- **Activity**:
Among the entries below, find the lines holding "water" and copy them.

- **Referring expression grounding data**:
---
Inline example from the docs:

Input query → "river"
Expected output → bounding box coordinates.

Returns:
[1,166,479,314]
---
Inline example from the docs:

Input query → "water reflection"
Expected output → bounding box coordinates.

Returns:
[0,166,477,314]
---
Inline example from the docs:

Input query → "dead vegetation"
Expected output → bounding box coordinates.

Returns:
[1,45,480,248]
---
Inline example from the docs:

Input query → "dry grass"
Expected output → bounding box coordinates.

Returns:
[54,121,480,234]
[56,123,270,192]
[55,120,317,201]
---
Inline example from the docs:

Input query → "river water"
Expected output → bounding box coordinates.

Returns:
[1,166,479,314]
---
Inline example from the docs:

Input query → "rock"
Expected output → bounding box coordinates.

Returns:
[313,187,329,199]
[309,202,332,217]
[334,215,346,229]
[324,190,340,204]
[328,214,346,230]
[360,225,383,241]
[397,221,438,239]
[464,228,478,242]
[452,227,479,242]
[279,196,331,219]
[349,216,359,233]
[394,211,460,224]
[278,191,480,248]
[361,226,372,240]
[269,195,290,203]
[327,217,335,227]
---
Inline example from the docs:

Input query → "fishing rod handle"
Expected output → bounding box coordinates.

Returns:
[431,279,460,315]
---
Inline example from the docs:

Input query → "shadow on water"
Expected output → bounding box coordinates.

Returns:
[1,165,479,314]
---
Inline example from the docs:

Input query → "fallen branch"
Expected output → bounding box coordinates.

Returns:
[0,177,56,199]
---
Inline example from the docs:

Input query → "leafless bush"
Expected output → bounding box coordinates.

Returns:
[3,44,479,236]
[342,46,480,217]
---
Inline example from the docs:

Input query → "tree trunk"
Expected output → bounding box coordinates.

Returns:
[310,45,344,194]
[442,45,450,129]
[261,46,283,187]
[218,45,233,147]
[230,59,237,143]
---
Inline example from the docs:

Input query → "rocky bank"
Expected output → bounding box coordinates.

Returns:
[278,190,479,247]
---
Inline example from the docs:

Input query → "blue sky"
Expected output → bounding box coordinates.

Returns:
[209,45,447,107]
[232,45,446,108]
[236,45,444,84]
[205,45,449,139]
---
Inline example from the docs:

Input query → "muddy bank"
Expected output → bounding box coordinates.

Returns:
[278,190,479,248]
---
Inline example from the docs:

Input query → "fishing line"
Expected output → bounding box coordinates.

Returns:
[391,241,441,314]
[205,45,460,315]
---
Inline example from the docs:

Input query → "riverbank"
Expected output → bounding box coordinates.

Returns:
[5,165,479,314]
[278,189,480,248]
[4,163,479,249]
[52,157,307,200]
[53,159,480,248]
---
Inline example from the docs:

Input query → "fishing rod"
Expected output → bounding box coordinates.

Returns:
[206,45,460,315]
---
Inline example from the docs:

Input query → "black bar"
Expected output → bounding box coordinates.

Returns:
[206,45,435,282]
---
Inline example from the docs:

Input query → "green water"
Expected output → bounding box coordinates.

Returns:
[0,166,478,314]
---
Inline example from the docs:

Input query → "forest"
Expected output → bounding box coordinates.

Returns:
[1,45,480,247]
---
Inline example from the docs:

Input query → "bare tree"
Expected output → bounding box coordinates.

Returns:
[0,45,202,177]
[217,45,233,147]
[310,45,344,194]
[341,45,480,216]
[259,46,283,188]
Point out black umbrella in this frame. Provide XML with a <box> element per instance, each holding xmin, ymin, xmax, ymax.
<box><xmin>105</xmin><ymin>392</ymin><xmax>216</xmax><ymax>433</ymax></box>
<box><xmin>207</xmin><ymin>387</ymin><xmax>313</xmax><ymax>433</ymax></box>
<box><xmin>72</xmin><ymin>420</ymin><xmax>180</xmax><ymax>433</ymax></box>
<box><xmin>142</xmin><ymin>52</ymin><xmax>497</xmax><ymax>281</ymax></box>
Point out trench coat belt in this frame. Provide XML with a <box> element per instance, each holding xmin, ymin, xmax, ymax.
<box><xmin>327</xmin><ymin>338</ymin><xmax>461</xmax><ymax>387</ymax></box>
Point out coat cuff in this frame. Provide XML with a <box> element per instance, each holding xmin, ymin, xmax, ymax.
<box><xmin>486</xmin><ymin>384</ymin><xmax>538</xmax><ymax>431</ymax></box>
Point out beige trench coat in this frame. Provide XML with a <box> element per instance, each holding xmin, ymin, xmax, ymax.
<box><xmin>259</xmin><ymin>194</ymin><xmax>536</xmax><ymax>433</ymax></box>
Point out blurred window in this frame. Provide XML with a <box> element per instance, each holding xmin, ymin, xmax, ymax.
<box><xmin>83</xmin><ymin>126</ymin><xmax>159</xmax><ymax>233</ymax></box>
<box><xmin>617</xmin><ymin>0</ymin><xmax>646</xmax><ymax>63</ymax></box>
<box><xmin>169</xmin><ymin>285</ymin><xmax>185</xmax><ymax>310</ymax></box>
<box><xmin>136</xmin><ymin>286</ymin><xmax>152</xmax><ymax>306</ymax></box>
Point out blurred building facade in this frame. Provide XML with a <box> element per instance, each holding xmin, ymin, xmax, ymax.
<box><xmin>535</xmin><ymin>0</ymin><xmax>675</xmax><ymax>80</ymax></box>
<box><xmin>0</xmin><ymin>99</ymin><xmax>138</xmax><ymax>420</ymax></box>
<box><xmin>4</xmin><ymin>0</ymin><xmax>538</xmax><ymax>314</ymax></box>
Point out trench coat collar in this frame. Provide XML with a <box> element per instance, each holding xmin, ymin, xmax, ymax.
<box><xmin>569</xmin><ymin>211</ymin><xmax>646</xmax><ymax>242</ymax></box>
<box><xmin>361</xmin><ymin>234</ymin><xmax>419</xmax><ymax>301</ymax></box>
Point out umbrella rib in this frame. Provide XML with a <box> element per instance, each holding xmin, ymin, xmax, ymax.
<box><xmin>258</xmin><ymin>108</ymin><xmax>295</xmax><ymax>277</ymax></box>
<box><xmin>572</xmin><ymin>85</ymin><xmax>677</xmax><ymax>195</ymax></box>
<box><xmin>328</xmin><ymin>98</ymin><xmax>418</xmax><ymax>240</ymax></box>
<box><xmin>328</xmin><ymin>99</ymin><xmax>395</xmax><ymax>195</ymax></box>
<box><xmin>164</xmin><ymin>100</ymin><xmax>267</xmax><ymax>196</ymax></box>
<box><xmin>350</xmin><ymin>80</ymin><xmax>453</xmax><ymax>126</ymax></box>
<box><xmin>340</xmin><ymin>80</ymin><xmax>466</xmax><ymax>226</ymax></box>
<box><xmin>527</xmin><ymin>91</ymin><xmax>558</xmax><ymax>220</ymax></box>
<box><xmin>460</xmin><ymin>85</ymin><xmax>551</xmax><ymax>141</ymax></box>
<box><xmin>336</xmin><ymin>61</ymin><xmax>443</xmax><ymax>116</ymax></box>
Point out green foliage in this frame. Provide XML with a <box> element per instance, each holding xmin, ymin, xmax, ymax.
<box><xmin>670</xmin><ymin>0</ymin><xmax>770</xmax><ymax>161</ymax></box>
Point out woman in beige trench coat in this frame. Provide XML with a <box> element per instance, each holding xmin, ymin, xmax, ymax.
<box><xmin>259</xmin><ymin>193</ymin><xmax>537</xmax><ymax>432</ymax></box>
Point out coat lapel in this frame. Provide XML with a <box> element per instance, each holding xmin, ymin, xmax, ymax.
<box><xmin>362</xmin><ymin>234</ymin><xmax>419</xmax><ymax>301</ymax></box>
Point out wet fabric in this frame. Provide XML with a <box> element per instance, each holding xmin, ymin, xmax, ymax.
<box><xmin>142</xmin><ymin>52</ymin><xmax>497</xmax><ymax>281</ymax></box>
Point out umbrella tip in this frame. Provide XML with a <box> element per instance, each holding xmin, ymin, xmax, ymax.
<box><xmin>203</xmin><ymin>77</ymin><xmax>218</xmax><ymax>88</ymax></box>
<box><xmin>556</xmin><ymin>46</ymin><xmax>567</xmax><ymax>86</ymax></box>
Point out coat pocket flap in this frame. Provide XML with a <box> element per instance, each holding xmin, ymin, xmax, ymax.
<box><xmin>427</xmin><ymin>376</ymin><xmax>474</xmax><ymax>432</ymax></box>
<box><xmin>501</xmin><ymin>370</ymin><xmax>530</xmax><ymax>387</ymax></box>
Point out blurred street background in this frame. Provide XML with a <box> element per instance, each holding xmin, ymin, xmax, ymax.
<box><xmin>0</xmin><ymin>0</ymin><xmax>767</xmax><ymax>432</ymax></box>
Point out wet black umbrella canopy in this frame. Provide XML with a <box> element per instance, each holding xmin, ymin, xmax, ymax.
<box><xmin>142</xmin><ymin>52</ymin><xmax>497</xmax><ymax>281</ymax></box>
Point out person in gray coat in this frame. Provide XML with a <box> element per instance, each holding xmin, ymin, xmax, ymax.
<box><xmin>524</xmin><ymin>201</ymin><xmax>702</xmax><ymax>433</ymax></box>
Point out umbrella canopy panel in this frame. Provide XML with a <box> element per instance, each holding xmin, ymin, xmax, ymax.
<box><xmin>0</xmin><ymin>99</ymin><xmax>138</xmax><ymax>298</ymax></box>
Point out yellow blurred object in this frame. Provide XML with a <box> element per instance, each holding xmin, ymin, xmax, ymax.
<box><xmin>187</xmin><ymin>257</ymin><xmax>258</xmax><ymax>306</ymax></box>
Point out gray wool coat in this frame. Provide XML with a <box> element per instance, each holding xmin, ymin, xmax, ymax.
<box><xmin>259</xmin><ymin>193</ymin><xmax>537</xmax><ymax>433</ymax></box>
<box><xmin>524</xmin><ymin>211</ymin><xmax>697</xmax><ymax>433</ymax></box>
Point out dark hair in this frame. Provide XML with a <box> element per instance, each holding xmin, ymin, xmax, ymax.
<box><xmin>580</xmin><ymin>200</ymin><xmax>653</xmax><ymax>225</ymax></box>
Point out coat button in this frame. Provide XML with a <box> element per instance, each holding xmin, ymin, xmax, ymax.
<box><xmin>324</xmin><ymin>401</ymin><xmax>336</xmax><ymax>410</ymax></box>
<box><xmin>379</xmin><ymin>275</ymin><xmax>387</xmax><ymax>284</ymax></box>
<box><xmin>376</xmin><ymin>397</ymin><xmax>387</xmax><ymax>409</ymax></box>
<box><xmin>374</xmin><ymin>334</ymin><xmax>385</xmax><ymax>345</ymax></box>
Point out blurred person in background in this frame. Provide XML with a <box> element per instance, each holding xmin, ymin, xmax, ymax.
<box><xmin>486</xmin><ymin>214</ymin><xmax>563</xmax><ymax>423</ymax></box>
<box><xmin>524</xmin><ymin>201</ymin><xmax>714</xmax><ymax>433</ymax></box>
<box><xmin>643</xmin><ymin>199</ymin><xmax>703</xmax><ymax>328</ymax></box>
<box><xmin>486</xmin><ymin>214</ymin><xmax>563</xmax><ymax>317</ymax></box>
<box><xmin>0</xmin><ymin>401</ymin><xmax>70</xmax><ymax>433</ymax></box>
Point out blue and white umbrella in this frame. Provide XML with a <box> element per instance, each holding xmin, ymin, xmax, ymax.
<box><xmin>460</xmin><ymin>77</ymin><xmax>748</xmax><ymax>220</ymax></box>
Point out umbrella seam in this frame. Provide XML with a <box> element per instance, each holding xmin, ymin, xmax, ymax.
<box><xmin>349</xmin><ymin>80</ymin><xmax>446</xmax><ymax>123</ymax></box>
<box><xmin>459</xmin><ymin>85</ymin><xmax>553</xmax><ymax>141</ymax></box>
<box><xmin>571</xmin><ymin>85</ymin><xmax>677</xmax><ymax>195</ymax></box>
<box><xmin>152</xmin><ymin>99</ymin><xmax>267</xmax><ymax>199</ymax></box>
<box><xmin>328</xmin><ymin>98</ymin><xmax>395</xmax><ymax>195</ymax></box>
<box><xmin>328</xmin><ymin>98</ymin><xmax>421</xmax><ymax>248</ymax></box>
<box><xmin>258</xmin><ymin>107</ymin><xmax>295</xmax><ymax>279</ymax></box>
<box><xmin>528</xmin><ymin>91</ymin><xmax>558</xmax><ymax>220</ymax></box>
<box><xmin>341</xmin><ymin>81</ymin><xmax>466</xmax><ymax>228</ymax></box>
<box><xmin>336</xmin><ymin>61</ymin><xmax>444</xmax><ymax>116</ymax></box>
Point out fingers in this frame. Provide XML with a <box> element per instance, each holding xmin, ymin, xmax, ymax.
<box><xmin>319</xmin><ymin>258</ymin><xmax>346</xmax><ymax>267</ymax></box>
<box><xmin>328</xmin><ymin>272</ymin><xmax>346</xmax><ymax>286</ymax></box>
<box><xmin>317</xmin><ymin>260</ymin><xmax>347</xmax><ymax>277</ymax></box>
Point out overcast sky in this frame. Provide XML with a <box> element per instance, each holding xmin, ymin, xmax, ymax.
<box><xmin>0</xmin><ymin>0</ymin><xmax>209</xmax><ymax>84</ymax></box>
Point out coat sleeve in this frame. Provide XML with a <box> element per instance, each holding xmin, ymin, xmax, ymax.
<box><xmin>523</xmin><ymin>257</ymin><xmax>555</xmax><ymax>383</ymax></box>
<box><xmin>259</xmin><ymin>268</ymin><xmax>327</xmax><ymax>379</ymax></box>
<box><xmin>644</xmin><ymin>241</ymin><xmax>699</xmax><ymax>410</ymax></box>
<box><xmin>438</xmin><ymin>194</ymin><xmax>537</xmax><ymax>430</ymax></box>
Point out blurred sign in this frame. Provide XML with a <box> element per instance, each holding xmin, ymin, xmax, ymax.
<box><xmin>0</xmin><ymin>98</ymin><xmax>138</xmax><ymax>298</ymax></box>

- **Problem solution**:
Input query → "water reflection"
Input query → "river water"
Input query → "shadow on water"
Input query → "green water"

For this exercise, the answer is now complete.